REQUIRED WORK:
Reproduce every row below with "Wildlife-tally tagging" swapped for "Scene-object tagging" and all other text unchanged. Omit the pictures from the output.

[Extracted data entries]
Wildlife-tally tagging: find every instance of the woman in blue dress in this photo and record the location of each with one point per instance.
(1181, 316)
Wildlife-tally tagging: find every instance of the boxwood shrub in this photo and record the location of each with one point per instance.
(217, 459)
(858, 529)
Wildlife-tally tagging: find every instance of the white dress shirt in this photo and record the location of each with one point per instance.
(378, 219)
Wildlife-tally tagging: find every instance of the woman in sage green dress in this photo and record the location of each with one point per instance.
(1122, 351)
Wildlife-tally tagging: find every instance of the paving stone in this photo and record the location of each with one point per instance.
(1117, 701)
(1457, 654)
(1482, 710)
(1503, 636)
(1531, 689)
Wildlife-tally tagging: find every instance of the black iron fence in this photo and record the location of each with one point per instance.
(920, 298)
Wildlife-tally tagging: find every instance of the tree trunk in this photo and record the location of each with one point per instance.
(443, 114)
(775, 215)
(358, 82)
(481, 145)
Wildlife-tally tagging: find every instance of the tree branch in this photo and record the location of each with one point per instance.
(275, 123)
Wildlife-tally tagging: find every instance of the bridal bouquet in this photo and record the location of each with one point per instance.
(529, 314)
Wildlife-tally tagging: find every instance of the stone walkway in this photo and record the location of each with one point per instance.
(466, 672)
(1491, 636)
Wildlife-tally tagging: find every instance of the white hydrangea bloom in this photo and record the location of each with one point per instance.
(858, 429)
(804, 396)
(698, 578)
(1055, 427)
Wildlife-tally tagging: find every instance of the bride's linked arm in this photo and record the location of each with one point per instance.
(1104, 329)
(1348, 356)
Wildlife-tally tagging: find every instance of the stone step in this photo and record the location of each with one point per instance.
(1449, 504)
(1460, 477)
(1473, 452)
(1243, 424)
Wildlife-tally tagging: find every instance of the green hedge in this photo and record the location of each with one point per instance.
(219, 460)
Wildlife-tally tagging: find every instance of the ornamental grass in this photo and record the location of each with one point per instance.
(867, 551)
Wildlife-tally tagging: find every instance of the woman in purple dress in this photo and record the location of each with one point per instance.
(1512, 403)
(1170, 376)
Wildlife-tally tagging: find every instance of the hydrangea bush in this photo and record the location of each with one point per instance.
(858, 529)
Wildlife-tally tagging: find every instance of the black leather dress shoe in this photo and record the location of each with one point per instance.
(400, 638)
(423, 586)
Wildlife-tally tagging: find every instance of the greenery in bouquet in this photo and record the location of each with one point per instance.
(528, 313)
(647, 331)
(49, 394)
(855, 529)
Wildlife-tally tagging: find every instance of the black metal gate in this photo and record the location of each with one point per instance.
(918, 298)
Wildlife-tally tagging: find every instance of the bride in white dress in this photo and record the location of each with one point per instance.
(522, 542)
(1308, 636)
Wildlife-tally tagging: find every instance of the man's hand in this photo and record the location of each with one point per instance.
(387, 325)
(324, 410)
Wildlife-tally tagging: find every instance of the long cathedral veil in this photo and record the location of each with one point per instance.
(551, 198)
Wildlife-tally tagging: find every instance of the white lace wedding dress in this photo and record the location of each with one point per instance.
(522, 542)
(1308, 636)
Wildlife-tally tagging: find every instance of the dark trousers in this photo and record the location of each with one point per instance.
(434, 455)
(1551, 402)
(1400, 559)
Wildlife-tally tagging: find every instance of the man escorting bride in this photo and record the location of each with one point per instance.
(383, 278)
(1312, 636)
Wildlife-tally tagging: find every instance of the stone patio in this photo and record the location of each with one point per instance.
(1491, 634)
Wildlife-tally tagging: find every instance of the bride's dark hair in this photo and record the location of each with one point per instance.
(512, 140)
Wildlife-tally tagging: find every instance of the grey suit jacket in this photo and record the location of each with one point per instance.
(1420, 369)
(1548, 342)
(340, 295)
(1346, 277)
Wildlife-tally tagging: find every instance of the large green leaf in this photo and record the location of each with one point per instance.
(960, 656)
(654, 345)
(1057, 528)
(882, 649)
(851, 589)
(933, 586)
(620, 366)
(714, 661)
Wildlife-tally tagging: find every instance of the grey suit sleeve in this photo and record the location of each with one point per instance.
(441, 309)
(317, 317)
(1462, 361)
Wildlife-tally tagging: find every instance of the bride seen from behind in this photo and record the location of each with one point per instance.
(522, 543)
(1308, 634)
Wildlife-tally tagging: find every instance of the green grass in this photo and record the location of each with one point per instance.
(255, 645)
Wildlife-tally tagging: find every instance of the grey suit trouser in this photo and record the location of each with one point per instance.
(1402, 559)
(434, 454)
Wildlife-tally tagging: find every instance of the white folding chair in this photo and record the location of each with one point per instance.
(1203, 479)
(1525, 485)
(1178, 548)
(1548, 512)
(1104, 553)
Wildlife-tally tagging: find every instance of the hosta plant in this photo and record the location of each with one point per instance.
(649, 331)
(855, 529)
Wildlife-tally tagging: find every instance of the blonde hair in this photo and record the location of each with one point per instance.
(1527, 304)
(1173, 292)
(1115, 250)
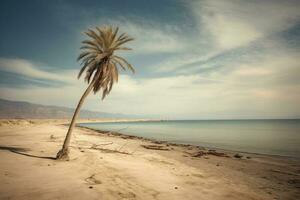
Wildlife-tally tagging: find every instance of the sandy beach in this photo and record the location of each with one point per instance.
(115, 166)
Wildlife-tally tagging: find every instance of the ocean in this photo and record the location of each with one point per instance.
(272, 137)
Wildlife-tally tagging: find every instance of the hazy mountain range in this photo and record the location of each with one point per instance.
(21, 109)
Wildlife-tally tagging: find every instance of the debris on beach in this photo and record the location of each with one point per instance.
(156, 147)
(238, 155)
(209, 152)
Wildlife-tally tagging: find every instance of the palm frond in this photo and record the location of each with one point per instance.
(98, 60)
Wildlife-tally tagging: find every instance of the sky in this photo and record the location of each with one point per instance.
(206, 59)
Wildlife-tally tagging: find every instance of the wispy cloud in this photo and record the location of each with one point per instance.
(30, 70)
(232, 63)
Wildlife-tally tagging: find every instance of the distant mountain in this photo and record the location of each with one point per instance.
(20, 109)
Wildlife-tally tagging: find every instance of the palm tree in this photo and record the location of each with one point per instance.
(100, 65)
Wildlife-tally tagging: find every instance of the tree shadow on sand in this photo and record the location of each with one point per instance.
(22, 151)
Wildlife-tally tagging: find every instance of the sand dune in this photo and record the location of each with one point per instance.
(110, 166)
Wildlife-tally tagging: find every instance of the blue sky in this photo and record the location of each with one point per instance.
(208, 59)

WRITTEN RESPONSE:
Scene-object tagging: find every instance of the woman in blue dress in this photo and record the location of each with one point per instance.
(1181, 316)
Scene-object tagging: find every instance of the boxwood shrub in this photo and record the location of each with one point per instance.
(217, 459)
(858, 529)
Scene-object tagging: find every instance of the white dress shirt in this photo and record the location of each with one point per instance.
(378, 219)
Scene-object tagging: find every instance of the woman in sage green dress in this photo and record the location of each with one point per instance.
(1122, 351)
Scene-object tagging: find every instance of the paving stone in this photo and record the location of each with one point per instance.
(1117, 701)
(1457, 654)
(1482, 710)
(1503, 636)
(1531, 689)
Scene-object tagging: find every instance of the black iron fence in this photo and record the location of each with one point per instance.
(920, 298)
Scene-object tagging: find every instance of the tree trunk in this photo and record the location of each with one point per instance.
(443, 114)
(775, 215)
(358, 82)
(481, 145)
Scene-object tagging: find every instance of the tree branch in this photo and record the location of each with one point per instance.
(275, 123)
Scene-object tagging: find every instance of the bridal bouquet in this photo and record the location of each with one point per instance.
(529, 314)
Scene-object tagging: find every instance of the stone walkway in this photo and record the location of each with one point per instance.
(466, 672)
(1491, 636)
Scene-object tagging: find every instance of the white hydrangea bloom in this photo and record the location of each with one point per instance.
(858, 429)
(804, 396)
(698, 578)
(1055, 427)
Scene-object tagging: find every instance of the bride's linked arm in this photo and record the location of each with one point per instance.
(1104, 329)
(1348, 356)
Scene-object tagging: find every instance of the stone step in this photo and record the location of each with one point per instance.
(1449, 504)
(1460, 477)
(1473, 452)
(1243, 424)
Scene-object tagging: find every instance of the green hedge in this photo and record the location of each with one point per instance.
(219, 460)
Scene-object tagging: find every instance of the ornamental grass in this photo and record the location of each with one point per instance.
(867, 551)
Scene-object tagging: find every instance of the woman in purple dress in this photo and record the location of each with one point per instance.
(1512, 403)
(1170, 376)
Scene-object tagging: find every instance of the hydrangea bush in this photo and record the location of each with one point per instance.
(858, 529)
Scene-object tagging: find every instance of the black leather dress shoe in this photo and record the location of each with one point per instance.
(400, 638)
(423, 586)
Scene-object tagging: find every instance of the greenery in bouquet in this photo and record the location of each with one point per instance.
(528, 313)
(647, 331)
(49, 394)
(855, 529)
Scene-object tagging: find every instance of the black metal gate in this photo and record the location of each with one point per instance.
(918, 298)
Scene-object tagging: find every instance of the bride in white dress in this photo and record the location of each with one point per instance.
(522, 542)
(1308, 636)
Scene-object tagging: find every instance of the man's hand in this photo and record the location of each with one point per instance.
(387, 325)
(324, 410)
Scene-object tagging: find every instance of the long cathedral veil in this photo and record the location of each with one point per instance.
(551, 198)
Scene-object tagging: find every instance of the white lace wedding dress in this photo and record the location of each with one point per instance.
(522, 542)
(1308, 636)
Scene-object tagging: find every instance of the dark trousers in this photo and record the location of each with one point per instance.
(434, 455)
(1551, 402)
(1400, 559)
Scene-object tagging: find every instance of the man escorting bride in this photo and record the location of each with one point per instance.
(383, 278)
(1312, 636)
Scene-object tagging: find every instance of the stone patio in this photo and record the location of each with one point per instance.
(1491, 634)
Scene-object tagging: find every instance of the bride's dark hair in this photo and record the location of each with one point per instance.
(512, 140)
Scene-object tagging: find every instance of the grey suit jacket in this photo and record the location of each with one point per instance.
(1420, 369)
(1548, 342)
(340, 295)
(1346, 277)
Scene-object tagging: find every instance of the large green leaf in this photo and record the location of each with one point per instance.
(960, 656)
(654, 345)
(1057, 528)
(882, 649)
(851, 589)
(933, 586)
(620, 366)
(714, 661)
Scene-object tagging: find every instance of the grey suit sleeve in this photo and record the location of each with one point per instance.
(441, 309)
(317, 317)
(1462, 361)
Scene-object tagging: find every instance of the bride seen from behind in this photo and record the location of each with one point per instance.
(522, 543)
(1308, 634)
Scene-object tagging: find every instance of the green grass in this photo and record the location of each with one point per instance.
(255, 645)
Scene-object tagging: find every instance of the grey suit trouser in this photo and record the location of each with one point per instance.
(1402, 559)
(434, 454)
Scene-object tagging: find every instance of the white folding chair in this photo and record the location of each with one point per instance.
(1203, 479)
(1525, 485)
(1178, 548)
(1548, 512)
(1104, 553)
Scene-object tagging: find every instance of the hosta plant in this photo and record the location of each with one point per instance.
(649, 331)
(855, 529)
Scene-object tagging: find every instance of the blonde hair in this photo and record the location of each with one point per instance.
(1527, 304)
(1173, 292)
(1115, 250)
Scene-object tagging: find every instance of the sandy beach in this photo and record the location of each with one point per instance.
(115, 166)
Scene-object tagging: find every instance of the ocean in this photo and record the location of each with one point per instance.
(272, 137)
Scene-object tagging: find every instance of the hazy mountain range in this photo and record the location of each with one point per instance.
(21, 109)
Scene-object tagging: find every instance of the debris on beach in this photo and record the location of each with one point per instance.
(156, 147)
(238, 155)
(209, 152)
Scene-object tagging: find every instance of the palm frond in this photo and record the location of each with one point per instance.
(98, 60)
Scene-object tagging: find every instance of the sky in this photo and record the location of each with one point per instance.
(206, 59)
Scene-object tagging: find every instance of the wispy cloud in this photo and record the location of each with one point per instance.
(30, 70)
(232, 63)
Scene-object tagging: find every instance of the distant mountain in this photo and record the location of each with one point per instance.
(20, 109)
Scene-object tagging: find every instance of the palm tree in this photo and record the location of each with one point per instance.
(100, 65)
Scene-object tagging: find every instance of the tree shadow on sand in this photo and record the location of each with one point per instance.
(22, 151)
Scene-object tagging: find every instance of the sand dune in this photo and record the location of each with one point per instance.
(110, 166)
Scene-object tagging: find every instance of the blue sky in this photo and record the location of each with one point per instance.
(208, 59)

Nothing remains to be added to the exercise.